*SELECTED PASSAGE*:
Thursday, July 24, 2008

Children feel 'hurt' on their national day

Article taken from The Jakarta Post

The commemoration of National Children's Day turned sour Wednesday with the government refusing to allow children to read out their demand for the establishment of a special ministry of their own.

The request is the last point of a six-point declaration, titled "Voice of Indonesian Children", drafted during the just-concluded 7th Indonesian Children's Congress in Bogor, West Java.

The restriction, viewed as a denial of freedom of expression, took place right under the nose of President Susilo Bambang Yudhoyono, who was among the state dignitaries attending the celebration at the Taman Mini Indonesia park in East Jakarta. It remains unclear if the President has been informed about the censorship.

Representatives of the children said the event organizers had forbidden them from reading out the sixth point for "political reasons".

The event was organized by the Social Services Ministry.

"We feel hurt by the restriction. What we know is that the declaration is just an expression of our ideas, so we should have been allowed to speak out," said Ajat Sudrajat, who was among the children who signed the declaration.

*PROBLEMS AND TASKS*:
a) Could you reproduce the passage of the National Children's Day article that starts with "The request is" and goes on through "Bogor, West Java.", word for word?
b) Can you carry on the National Children's Day article from its last sentence, not the data below it?

*SOURCE EXCERPT*:
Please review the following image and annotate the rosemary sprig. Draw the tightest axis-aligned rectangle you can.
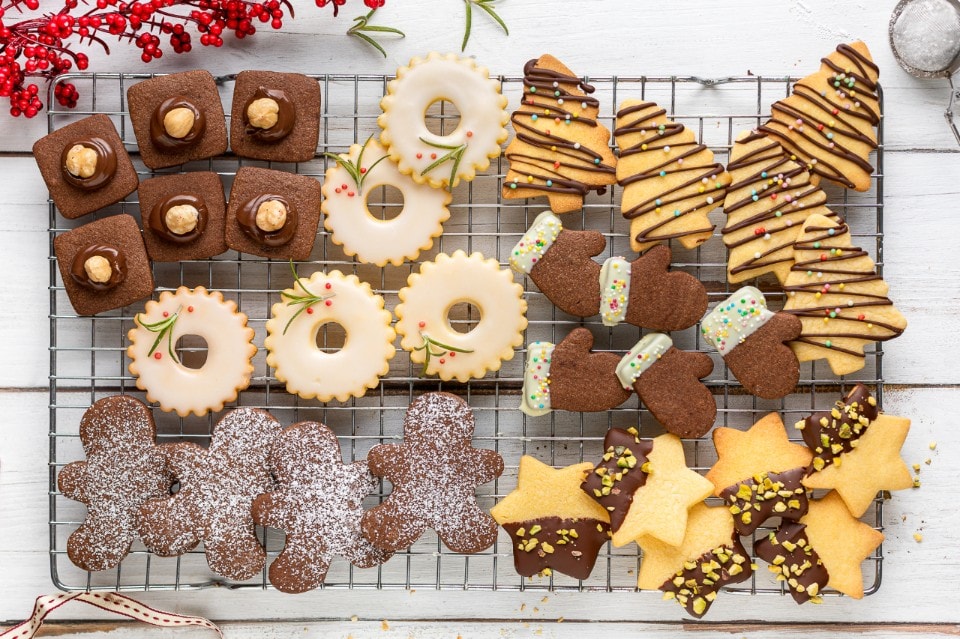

*SOLVED TASKS*:
a)
The request is the last point of a six-point declaration, titled "Voice of Indonesian Children", drafted during the just-concluded 7th Indonesian Children's Congress in Bogor, West Java.

b)
"We don't care if the ministry could only be established in the next 10 years or so. We just want to be heard."

Social Services Minister Bachtiar Chamsyah defended the restriction, but denied it was intended to disappoint the children.

He said he had talked to the children during the congress.

"I explained to them the condition of our country. It is impossible for the government to set up the ministry because it would increase the burden on the state budget.

"(The establishment of the ministry) is not that urgent. Maybe we can only make it come true within the next 20 years when our country's economy has improved."

He asked the children to stop complaining and demanding their own rights.

National Commission for Child Protection secretary-general Arist Merdeka Sirait said the restriction was evidence of the government's lack of commitment to addressing the problems that Indonesian children are facing.

"We urgently need a ministry that deals with children's affairs, as the government has failed to address children's problems, such as violence and child labor. There is no coordination among the related ministries in coping with the problems," he said.

The commission estimated about 6.5 million children in the country were forced to quit school last year in order to work.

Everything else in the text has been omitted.